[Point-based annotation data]
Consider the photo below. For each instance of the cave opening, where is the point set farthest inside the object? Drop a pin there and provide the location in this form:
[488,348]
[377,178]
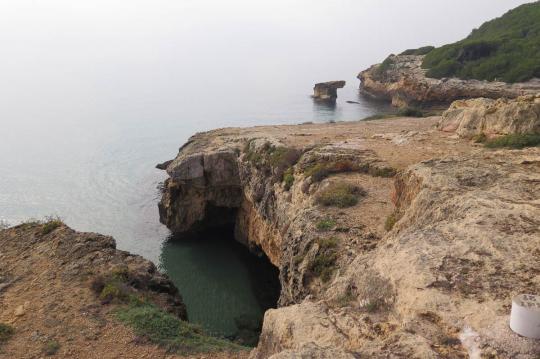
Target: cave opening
[226,287]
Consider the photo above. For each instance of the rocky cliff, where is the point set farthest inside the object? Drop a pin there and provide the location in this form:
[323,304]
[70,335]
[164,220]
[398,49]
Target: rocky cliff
[392,239]
[54,298]
[401,80]
[469,118]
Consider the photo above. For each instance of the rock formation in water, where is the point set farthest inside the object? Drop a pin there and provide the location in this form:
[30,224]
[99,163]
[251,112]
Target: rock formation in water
[420,264]
[401,80]
[469,118]
[327,91]
[58,293]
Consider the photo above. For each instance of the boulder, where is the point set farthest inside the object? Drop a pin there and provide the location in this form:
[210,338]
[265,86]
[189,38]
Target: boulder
[327,91]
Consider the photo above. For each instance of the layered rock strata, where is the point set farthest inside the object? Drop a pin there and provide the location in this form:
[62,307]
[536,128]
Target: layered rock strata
[327,91]
[47,275]
[464,234]
[401,80]
[489,117]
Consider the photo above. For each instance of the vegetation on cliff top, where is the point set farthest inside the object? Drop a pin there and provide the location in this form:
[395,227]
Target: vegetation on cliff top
[506,49]
[516,141]
[160,327]
[340,195]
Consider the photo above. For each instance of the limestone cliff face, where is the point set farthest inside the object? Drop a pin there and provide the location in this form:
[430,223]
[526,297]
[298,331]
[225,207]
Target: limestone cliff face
[490,117]
[402,81]
[437,284]
[49,286]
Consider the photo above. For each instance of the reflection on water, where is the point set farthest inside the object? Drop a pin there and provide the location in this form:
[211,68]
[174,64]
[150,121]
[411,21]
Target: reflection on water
[226,289]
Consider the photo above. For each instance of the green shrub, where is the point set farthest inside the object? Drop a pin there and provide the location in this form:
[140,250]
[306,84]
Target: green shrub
[420,51]
[51,347]
[6,332]
[410,112]
[50,224]
[168,331]
[323,265]
[278,158]
[381,69]
[481,138]
[113,287]
[340,195]
[288,178]
[320,171]
[506,49]
[385,172]
[390,222]
[326,224]
[515,141]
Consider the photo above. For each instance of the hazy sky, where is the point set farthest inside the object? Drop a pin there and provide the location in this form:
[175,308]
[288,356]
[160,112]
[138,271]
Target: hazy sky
[94,49]
[94,93]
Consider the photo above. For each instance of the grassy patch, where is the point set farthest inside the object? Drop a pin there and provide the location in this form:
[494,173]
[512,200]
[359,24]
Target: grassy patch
[268,155]
[411,112]
[514,141]
[323,265]
[381,69]
[346,298]
[51,347]
[6,332]
[326,224]
[480,138]
[50,224]
[390,222]
[288,178]
[340,195]
[112,287]
[506,48]
[166,330]
[386,172]
[420,51]
[320,171]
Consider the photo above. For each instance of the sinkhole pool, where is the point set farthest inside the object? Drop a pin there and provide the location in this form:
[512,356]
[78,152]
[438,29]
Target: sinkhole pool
[226,288]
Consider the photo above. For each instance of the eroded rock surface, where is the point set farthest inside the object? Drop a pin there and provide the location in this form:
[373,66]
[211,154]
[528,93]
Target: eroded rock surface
[327,91]
[46,279]
[403,82]
[474,117]
[466,236]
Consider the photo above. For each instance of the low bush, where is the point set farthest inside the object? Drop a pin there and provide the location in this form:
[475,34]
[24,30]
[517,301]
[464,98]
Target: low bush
[516,141]
[505,49]
[268,155]
[51,347]
[166,330]
[420,51]
[326,224]
[50,224]
[480,138]
[113,287]
[288,178]
[340,195]
[323,265]
[390,222]
[380,71]
[320,171]
[410,112]
[385,172]
[6,332]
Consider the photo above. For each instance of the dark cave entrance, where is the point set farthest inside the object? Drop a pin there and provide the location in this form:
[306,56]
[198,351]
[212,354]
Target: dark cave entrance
[225,286]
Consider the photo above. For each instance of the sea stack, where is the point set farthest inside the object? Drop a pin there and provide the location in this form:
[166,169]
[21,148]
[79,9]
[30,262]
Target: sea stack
[327,91]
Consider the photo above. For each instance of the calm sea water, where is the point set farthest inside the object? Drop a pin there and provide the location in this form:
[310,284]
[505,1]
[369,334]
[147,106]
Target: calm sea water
[94,94]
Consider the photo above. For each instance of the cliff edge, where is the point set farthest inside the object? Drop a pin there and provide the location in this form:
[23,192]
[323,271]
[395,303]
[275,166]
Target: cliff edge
[393,239]
[401,80]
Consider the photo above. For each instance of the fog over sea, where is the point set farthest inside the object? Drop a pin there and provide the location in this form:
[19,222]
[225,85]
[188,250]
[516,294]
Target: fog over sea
[94,94]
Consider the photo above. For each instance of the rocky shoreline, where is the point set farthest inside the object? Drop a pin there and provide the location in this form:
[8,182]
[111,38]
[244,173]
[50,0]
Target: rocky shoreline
[422,262]
[401,80]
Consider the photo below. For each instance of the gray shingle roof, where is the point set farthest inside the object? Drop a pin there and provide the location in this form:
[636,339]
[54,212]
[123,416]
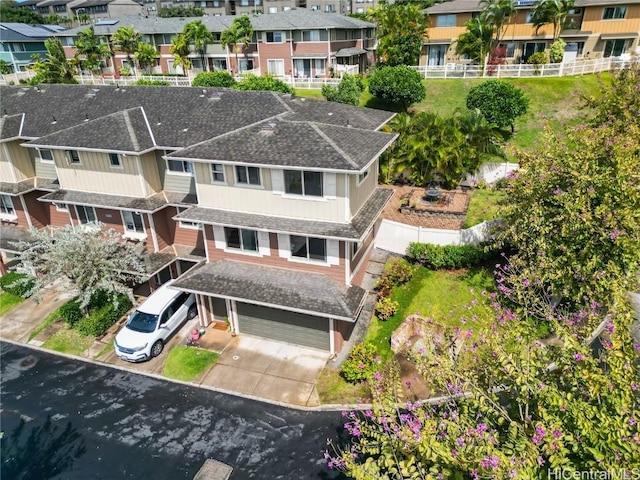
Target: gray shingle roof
[126,131]
[279,143]
[294,19]
[355,230]
[291,290]
[151,203]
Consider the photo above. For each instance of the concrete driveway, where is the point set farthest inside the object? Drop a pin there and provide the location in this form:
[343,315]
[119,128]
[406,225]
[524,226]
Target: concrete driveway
[267,369]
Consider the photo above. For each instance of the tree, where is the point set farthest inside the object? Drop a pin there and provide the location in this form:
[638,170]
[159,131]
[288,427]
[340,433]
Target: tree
[401,30]
[146,55]
[265,82]
[196,32]
[126,40]
[180,50]
[500,102]
[90,259]
[551,11]
[348,90]
[239,34]
[401,86]
[89,51]
[220,78]
[55,68]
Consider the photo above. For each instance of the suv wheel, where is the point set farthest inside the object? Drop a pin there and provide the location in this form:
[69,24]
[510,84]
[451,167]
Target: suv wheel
[156,349]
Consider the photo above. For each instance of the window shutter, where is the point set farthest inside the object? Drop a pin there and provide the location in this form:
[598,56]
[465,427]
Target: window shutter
[333,252]
[264,244]
[284,246]
[218,237]
[329,184]
[277,180]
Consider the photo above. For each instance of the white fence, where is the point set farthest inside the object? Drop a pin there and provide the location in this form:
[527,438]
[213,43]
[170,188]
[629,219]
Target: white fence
[396,237]
[578,67]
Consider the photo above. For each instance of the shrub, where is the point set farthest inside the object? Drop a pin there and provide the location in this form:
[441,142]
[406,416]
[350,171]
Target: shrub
[385,308]
[361,364]
[399,85]
[219,78]
[439,257]
[71,312]
[19,284]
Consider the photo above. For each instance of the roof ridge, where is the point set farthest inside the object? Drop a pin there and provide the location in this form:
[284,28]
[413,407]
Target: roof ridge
[333,144]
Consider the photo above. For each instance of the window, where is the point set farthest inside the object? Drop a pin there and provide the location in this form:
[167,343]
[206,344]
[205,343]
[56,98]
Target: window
[114,160]
[73,156]
[6,205]
[247,175]
[274,37]
[446,20]
[217,173]
[180,166]
[309,248]
[297,182]
[86,214]
[614,13]
[241,239]
[132,221]
[275,67]
[46,156]
[186,223]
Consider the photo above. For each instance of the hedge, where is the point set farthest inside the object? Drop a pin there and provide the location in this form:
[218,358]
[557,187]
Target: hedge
[439,257]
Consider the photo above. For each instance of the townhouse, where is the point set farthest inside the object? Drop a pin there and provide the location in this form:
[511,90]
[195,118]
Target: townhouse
[299,42]
[594,29]
[264,205]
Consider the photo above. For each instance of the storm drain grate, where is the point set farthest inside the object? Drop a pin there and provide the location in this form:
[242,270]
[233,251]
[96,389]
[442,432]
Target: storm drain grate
[213,470]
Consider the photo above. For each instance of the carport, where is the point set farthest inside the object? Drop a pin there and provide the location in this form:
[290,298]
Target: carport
[308,309]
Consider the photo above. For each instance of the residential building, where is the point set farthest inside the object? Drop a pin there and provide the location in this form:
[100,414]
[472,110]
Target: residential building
[595,29]
[268,202]
[298,42]
[19,42]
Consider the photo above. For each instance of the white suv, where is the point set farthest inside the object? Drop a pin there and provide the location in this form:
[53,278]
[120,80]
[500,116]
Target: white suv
[159,316]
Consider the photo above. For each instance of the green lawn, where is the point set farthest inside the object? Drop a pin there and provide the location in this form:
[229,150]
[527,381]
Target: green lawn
[68,341]
[8,301]
[186,363]
[441,295]
[483,206]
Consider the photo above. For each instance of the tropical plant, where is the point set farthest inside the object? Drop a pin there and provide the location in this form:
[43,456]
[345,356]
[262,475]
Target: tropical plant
[400,86]
[401,30]
[55,68]
[348,90]
[126,40]
[196,32]
[146,55]
[238,35]
[551,11]
[500,102]
[180,50]
[220,78]
[90,52]
[89,259]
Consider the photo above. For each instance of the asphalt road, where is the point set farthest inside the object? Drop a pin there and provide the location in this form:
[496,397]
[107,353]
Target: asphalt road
[84,421]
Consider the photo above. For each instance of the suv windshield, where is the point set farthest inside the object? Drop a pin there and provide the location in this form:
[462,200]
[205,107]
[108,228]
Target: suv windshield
[142,322]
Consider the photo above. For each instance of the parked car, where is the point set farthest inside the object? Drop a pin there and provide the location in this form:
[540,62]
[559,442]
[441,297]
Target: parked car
[153,322]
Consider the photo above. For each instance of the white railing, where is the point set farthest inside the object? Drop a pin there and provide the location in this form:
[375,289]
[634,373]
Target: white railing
[578,67]
[395,237]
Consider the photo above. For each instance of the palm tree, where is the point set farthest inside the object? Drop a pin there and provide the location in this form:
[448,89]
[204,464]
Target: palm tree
[552,11]
[239,33]
[89,51]
[126,40]
[146,55]
[180,50]
[196,32]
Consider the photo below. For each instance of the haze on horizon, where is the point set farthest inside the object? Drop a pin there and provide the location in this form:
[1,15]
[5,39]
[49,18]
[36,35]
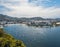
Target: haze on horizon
[30,8]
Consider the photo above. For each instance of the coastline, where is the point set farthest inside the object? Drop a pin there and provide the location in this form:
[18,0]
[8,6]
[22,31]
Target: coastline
[7,40]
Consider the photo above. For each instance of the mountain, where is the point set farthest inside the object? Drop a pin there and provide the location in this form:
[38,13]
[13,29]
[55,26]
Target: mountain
[23,19]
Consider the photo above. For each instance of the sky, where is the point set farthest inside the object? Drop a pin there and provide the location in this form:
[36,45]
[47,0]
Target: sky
[30,8]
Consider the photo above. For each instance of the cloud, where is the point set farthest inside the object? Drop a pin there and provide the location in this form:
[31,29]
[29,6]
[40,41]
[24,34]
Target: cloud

Aim of the task - Keep only the lines from the one containing "the coastline, where" to the end of the entries, and repeat them exactly.

Response for this exercise -
Consider the photo above. For each instance of the coastline, where is the point set farthest inside the object? Drop a pin there and provide the location in this form:
[18,0]
[8,6]
[22,31]
Target: coastline
[7,40]
Consider the photo above. For each instance of the mountain, where is the point set farthest inside the object? Drop a pin there and provide the location in this form:
[38,13]
[13,29]
[55,26]
Target: mountain
[23,19]
Consider the photo above. For each instance of the sky, where is the point set farthest inside the object? Drop a pin there and provide the location in this form:
[36,45]
[47,0]
Target: sky
[30,8]
Consider the photo above. For each instance of the cloud, where is the point set farthest inside the object? Drop a pin there and provide the location in this form:
[31,29]
[29,6]
[40,41]
[24,34]
Target: cloud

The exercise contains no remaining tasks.